_TASK TO CARRY OUT_
Repeat every record below exactly, leaving out the pictures.

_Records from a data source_
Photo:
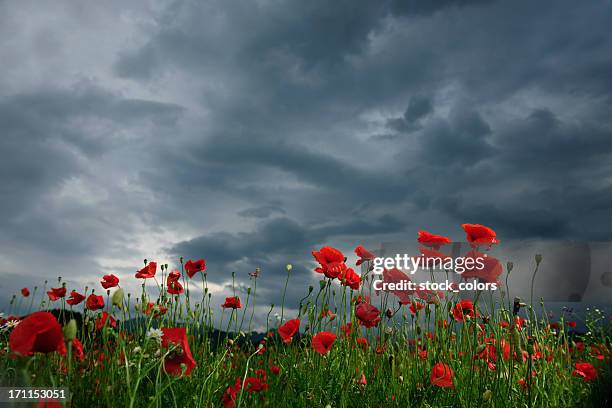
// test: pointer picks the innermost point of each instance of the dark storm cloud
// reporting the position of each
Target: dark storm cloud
(252, 133)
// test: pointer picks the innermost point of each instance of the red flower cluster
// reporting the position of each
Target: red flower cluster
(332, 265)
(38, 333)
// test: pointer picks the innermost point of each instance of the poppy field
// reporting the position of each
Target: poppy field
(347, 346)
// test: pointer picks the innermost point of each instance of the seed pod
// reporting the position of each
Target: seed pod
(70, 330)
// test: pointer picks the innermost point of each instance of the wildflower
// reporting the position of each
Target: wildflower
(193, 267)
(158, 310)
(70, 330)
(181, 357)
(56, 293)
(431, 240)
(463, 310)
(39, 332)
(288, 330)
(174, 286)
(75, 298)
(148, 271)
(109, 281)
(117, 298)
(331, 262)
(155, 334)
(103, 319)
(585, 370)
(94, 302)
(232, 302)
(480, 235)
(350, 278)
(363, 254)
(362, 380)
(323, 341)
(442, 376)
(368, 315)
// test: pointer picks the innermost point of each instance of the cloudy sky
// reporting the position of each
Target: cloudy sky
(250, 132)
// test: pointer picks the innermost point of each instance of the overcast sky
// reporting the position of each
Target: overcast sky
(250, 132)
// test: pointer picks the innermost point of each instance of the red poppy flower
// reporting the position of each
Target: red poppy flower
(364, 255)
(193, 267)
(94, 302)
(331, 262)
(109, 281)
(174, 286)
(288, 330)
(441, 376)
(395, 276)
(56, 293)
(480, 235)
(350, 278)
(432, 240)
(77, 349)
(148, 271)
(75, 298)
(585, 370)
(463, 309)
(232, 302)
(179, 356)
(368, 315)
(38, 333)
(362, 380)
(323, 341)
(103, 319)
(489, 273)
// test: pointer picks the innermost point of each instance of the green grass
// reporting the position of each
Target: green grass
(131, 373)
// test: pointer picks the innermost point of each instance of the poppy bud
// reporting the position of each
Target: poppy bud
(117, 298)
(487, 395)
(70, 330)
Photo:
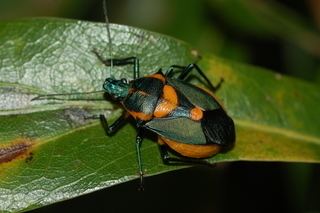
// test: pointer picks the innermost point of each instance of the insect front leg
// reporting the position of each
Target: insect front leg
(139, 140)
(121, 62)
(115, 126)
(185, 70)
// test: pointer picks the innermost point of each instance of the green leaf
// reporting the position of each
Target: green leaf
(49, 149)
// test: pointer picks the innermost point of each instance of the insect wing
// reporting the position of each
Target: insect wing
(179, 129)
(195, 95)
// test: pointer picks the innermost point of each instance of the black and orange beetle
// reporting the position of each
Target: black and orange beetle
(187, 119)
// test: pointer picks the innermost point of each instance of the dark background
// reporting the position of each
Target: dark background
(279, 35)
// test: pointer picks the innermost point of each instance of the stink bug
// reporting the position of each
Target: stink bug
(187, 119)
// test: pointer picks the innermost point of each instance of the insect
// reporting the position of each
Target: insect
(187, 119)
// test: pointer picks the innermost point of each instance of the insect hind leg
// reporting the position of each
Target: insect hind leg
(168, 160)
(121, 62)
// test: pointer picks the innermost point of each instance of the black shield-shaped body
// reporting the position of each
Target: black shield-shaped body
(198, 138)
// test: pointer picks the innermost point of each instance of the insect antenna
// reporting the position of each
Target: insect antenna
(108, 34)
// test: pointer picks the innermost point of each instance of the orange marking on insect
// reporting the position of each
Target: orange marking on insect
(163, 109)
(14, 150)
(170, 94)
(196, 114)
(191, 150)
(141, 115)
(158, 76)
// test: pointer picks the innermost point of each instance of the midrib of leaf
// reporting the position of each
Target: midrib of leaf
(280, 131)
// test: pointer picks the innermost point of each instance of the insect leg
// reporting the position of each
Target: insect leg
(115, 126)
(167, 159)
(186, 70)
(138, 151)
(121, 62)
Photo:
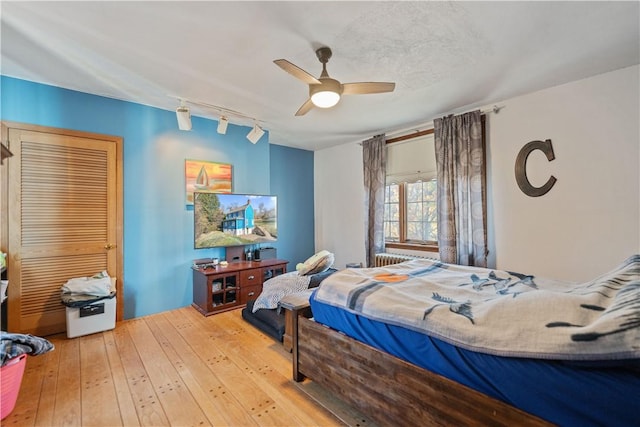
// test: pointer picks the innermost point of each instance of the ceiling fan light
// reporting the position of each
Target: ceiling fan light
(255, 134)
(222, 125)
(325, 99)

_REPLY_
Photo:
// test: pointer picks the innermost point of each instance of the dark storm cloud
// reporting the position of each
Target: dark storm cloud
(252, 133)
// test: pointer picks the innermost point of each instance of the red flower cluster
// reporting the position of each
Target: red flower cluster
(332, 265)
(38, 333)
// test: pointer picks the innermost point of each instance of the poppy field
// reporting the position of each
Target: poppy field
(347, 346)
// test: pointer picks the innermost point of each instance of the seed pod
// reporting the position of each
Target: seed pod
(70, 330)
// test: pointer picks the innermost point of each instance of the wildflower
// reporting the position of each
Target: wildflower
(193, 267)
(158, 310)
(70, 330)
(181, 357)
(56, 293)
(431, 240)
(463, 310)
(39, 332)
(288, 330)
(174, 286)
(75, 298)
(148, 271)
(109, 281)
(117, 298)
(331, 262)
(155, 334)
(103, 319)
(585, 370)
(94, 302)
(232, 302)
(480, 235)
(350, 278)
(363, 254)
(362, 380)
(323, 341)
(442, 376)
(368, 315)
// test: pointer picks the innermost point of each instance of the cloudy sky
// reporting the position of each
Target: cloudy sky
(250, 132)
// test: pointer picks the innermost point of each instance of the overcast sky
// reporting the position of each
Target: overcast sky
(250, 132)
// test: pointer picks the innermost point of each instance of the red poppy flower
// reporting the position of each
Target: red poppy flower
(364, 255)
(193, 267)
(94, 302)
(331, 262)
(109, 281)
(174, 286)
(288, 330)
(441, 376)
(395, 276)
(56, 293)
(480, 235)
(350, 278)
(432, 240)
(77, 349)
(148, 271)
(75, 298)
(585, 370)
(463, 309)
(232, 302)
(179, 356)
(368, 315)
(38, 333)
(362, 380)
(323, 341)
(103, 319)
(489, 273)
// test: pointer picks the innermost point of each instance of the green grass
// reporting the position of each
Target: green grass
(131, 373)
// test: pointer picks the innermost point of each instance of the poppy bud
// reporting the position of each
Target: poppy bud
(117, 298)
(487, 395)
(70, 330)
Photo:
// test: pointer picks the innermost point of each instance of the insect front leg
// reporting the position of each
Target: insect front leg
(139, 140)
(121, 62)
(115, 126)
(185, 70)
// test: pointer picks the innermost point of each instance of the green leaf
// reporting the position of each
Target: green leaf
(49, 149)
// test: pointer picks the innermost point of each instance of the insect wing
// reporting the position of each
Target: insect wing
(179, 129)
(195, 95)
// test: pointer picks the innermost point of each instance of the black and orange beetle
// reporting the position of each
Target: black and orange beetle
(187, 119)
// test: pointer picks the innermost point of each instance of the dark background
// reporting the position of each
Target: dark background
(279, 35)
// test: pointer picks the innermost point of each instance of the stink bug
// reporting the position of each
Target: stink bug
(187, 119)
// test: pointer picks the innermost point of each instance of the insect
// reporting the position of each
Target: insect
(187, 119)
// test: pointer picks the innermost point of each instance of the insect hind leg
// reporting the position of each
Target: insect hind leg
(168, 160)
(121, 62)
// test: pointer picks the innermost point of each instance of the black shield-shaped body
// reporting the position of each
Target: black shield-shaped body
(198, 138)
// test: pointer picks the innermost point of each instance of the insect antenna
// reporting the position of each
Target: insect antenna
(108, 34)
// test: pointer picks the innermost point of each instance of the orange marking on insect
// reporting the position of each
Target: orange marking on insect
(163, 109)
(14, 150)
(170, 94)
(196, 114)
(191, 150)
(141, 115)
(158, 76)
// test: pointer picks the innermost point of each instance of the midrib of leaf
// reporting the position of each
Target: midrib of leaf
(280, 131)
// test: pointer picks the innermost point of each instance of the insect leg
// reporting the position of each
Target: insect leg
(115, 126)
(167, 159)
(186, 70)
(138, 151)
(121, 62)
Photo:
// test: pointer picks the innermost point of each instance of the ceiling fan light
// reporting the position of each
Target: ceiling fan light
(255, 134)
(222, 125)
(325, 99)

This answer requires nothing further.